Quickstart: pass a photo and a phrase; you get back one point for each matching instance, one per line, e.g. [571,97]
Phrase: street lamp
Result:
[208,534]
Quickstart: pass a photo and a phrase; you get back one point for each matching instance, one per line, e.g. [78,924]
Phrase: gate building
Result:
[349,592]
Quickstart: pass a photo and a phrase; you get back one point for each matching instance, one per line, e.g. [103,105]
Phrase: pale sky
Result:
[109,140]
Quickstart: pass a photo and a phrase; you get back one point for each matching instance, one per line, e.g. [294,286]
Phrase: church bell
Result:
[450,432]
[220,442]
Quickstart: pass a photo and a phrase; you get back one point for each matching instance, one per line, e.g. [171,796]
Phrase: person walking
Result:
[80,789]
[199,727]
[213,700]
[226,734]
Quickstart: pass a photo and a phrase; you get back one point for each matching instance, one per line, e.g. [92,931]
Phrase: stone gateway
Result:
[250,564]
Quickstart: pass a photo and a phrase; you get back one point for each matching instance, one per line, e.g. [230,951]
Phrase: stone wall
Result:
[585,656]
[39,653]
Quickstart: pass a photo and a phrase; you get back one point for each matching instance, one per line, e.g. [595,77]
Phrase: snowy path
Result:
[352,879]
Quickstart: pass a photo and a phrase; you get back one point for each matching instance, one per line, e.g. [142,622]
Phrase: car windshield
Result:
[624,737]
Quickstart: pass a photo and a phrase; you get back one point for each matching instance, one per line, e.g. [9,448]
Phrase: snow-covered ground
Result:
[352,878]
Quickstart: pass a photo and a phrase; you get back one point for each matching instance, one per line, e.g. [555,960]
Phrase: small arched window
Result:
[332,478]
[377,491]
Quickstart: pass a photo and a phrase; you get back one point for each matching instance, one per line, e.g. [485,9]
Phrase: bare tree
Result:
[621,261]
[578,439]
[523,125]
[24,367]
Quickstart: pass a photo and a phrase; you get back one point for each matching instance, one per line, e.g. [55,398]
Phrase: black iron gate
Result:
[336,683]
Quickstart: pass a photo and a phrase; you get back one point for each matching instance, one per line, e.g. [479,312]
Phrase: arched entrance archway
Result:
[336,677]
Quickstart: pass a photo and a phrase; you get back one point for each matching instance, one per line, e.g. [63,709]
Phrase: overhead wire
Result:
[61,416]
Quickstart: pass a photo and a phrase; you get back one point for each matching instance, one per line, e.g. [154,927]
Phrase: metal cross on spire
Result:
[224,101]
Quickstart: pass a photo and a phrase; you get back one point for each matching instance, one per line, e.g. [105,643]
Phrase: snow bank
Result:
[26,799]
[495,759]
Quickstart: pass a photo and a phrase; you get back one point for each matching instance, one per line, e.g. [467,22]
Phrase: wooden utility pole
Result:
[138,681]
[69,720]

•••••

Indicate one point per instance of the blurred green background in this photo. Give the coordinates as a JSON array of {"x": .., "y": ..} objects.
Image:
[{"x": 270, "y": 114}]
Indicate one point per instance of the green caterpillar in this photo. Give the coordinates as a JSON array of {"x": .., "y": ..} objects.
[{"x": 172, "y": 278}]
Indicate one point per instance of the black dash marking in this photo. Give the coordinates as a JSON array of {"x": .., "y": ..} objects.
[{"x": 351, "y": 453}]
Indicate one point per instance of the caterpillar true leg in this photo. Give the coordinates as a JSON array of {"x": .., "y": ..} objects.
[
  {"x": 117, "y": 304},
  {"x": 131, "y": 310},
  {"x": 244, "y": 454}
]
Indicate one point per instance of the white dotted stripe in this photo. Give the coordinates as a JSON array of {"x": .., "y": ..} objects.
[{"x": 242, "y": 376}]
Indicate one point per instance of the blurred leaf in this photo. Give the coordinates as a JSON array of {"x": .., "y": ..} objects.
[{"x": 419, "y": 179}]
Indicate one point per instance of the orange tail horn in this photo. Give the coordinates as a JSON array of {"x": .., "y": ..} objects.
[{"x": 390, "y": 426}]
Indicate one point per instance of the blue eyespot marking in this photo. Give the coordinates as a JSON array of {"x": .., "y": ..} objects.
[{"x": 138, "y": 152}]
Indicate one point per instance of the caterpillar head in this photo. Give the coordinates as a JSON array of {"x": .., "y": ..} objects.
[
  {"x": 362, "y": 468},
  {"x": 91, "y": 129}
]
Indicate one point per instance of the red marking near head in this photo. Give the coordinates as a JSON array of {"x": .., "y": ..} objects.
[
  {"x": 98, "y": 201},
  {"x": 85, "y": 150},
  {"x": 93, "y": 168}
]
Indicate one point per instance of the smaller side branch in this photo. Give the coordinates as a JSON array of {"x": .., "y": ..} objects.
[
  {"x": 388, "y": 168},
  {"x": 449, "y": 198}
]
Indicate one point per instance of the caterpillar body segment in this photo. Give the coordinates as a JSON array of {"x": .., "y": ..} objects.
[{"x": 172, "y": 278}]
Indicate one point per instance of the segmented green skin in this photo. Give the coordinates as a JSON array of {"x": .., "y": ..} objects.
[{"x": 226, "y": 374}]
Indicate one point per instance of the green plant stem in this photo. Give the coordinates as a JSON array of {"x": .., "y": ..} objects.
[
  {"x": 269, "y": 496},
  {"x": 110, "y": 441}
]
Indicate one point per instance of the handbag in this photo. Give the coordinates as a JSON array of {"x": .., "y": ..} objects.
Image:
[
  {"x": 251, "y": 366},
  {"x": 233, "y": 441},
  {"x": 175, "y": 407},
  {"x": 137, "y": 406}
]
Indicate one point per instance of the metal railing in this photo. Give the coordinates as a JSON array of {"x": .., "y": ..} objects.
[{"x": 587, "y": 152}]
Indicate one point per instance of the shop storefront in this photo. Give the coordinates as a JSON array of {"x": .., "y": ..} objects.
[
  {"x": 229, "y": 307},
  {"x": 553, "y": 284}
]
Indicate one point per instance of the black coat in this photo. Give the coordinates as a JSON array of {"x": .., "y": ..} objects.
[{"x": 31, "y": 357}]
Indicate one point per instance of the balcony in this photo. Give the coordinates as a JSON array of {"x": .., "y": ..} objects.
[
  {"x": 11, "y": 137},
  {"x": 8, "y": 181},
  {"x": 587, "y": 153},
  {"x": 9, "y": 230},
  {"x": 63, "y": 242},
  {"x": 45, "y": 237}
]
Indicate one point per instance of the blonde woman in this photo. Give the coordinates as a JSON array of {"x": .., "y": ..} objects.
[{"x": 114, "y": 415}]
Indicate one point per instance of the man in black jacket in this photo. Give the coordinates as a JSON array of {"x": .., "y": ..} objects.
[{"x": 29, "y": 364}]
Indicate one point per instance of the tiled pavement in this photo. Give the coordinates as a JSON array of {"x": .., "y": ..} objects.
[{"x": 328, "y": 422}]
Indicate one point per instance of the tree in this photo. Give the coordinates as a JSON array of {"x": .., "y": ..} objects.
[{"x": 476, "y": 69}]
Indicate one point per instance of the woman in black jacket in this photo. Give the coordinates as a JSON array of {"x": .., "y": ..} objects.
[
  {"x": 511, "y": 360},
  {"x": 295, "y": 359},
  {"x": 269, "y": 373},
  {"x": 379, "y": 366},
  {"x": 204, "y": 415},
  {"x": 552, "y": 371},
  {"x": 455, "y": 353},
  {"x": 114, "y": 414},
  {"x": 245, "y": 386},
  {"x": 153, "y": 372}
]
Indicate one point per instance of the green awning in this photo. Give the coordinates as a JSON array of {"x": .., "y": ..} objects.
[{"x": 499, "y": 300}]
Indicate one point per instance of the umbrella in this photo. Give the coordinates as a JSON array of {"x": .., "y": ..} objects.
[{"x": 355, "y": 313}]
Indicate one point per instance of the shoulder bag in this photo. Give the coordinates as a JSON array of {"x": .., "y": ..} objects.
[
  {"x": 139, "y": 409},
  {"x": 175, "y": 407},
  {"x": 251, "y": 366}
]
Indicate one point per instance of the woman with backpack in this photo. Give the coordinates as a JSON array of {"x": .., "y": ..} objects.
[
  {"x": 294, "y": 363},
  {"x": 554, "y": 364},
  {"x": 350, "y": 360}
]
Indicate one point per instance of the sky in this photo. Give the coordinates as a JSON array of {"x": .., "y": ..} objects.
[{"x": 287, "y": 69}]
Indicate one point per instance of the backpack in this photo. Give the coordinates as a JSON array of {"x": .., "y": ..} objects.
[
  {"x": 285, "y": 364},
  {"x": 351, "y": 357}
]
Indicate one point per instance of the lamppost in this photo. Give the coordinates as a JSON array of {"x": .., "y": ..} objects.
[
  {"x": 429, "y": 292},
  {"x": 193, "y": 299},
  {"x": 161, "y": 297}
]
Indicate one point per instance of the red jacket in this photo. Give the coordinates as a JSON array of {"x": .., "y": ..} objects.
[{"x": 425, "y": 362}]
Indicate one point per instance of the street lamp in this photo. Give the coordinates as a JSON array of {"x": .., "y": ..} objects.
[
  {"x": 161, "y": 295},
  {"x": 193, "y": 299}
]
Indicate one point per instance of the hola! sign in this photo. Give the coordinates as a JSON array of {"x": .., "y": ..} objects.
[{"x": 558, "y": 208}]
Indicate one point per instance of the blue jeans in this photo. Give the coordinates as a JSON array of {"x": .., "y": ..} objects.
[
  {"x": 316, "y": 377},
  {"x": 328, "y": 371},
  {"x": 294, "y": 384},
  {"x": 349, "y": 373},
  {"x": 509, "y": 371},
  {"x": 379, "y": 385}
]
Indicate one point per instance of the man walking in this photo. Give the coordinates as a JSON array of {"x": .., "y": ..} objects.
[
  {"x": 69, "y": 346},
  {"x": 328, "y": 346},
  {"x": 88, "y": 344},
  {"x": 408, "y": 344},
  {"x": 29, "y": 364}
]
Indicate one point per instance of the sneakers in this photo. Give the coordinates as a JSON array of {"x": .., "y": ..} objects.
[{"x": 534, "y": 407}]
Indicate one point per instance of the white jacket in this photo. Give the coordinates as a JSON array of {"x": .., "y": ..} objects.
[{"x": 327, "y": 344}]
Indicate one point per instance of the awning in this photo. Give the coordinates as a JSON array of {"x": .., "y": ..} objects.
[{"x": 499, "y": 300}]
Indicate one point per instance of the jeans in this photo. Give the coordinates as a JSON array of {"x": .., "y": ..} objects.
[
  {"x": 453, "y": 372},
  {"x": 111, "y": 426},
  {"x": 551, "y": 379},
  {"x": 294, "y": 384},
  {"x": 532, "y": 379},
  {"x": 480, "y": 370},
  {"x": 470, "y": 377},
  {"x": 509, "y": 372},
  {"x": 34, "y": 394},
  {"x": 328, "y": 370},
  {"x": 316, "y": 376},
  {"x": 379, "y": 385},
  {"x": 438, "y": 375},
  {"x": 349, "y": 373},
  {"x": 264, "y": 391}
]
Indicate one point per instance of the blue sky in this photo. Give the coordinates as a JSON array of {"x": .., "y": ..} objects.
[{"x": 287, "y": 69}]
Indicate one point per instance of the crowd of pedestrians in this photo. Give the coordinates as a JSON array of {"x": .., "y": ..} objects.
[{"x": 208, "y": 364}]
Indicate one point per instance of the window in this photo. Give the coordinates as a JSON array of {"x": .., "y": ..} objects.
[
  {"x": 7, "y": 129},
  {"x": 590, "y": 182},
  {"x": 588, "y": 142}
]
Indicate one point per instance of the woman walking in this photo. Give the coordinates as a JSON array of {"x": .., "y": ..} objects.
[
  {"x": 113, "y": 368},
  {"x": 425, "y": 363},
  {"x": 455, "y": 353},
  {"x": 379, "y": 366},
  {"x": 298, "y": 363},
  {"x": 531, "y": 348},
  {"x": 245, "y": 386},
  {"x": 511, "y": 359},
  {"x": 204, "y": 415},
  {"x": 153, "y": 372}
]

•••••

= Task description =
Count the lines of the entries above that contain the word "window", and reply with that number alone.

= Answer to the exercise =
2